Exercise brief:
Locate each line in the material below that contains the word "wooden" and copy those lines out in full.

Listing:

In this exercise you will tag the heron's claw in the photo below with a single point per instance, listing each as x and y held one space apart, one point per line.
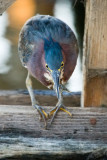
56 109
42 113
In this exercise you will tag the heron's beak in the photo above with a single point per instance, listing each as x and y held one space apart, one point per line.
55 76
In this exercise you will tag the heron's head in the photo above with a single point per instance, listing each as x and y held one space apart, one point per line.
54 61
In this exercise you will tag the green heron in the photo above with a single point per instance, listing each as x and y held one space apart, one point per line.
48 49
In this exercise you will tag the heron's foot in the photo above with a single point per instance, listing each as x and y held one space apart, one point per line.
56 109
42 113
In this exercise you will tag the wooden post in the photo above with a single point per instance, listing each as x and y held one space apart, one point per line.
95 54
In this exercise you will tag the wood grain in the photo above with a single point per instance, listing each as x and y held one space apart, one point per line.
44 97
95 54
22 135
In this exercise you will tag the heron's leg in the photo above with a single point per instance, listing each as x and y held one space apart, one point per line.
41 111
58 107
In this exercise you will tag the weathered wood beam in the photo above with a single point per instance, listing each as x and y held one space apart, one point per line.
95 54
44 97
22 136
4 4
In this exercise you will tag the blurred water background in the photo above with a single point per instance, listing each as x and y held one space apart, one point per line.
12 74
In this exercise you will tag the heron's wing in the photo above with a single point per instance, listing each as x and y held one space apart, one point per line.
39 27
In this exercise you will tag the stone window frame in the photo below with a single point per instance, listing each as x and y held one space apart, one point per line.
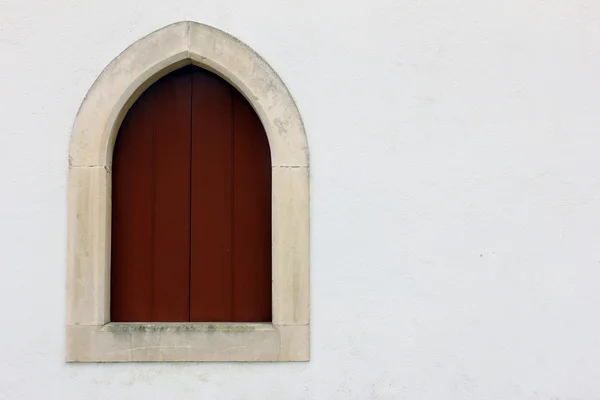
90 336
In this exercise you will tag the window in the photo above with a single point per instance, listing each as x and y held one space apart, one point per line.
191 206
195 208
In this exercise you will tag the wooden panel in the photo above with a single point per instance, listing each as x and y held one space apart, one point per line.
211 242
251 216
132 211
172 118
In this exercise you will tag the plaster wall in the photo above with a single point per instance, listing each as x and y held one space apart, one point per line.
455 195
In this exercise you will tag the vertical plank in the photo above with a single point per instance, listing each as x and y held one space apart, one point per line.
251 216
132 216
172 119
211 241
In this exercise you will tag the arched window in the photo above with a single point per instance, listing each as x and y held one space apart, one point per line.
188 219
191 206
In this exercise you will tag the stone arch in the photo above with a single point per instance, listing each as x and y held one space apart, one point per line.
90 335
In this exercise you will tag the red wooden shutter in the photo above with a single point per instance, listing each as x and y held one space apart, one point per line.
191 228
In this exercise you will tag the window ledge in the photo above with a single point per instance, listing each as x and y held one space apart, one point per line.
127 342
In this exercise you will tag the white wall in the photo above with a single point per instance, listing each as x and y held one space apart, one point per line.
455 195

==

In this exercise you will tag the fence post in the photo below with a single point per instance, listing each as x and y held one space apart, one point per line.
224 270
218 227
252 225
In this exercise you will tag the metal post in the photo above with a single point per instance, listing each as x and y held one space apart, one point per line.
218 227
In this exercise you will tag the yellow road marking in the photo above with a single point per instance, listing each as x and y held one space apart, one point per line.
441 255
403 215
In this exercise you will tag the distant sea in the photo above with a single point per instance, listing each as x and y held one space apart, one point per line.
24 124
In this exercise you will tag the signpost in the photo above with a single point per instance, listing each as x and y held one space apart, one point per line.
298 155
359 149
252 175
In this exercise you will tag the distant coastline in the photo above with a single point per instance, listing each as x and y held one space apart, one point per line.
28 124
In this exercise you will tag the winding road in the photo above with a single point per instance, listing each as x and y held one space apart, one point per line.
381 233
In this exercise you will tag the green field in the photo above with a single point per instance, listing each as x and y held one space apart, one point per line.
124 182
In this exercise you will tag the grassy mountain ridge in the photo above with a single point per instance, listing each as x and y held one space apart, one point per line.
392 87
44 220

Answer to this exercise:
In this exercise you will tag the wooden post in the photo above with a single point per instance, listing each as x and y held one space apart, one point per line.
In this exercise you will tag the wooden panel in the photo above with a single point per instance, listing each as x and y held one space apart, one point per line.
In this exercise you will tag the red wooden shutter in the photo above with a single point per instance, listing each as x and y held one space apart, one point per line.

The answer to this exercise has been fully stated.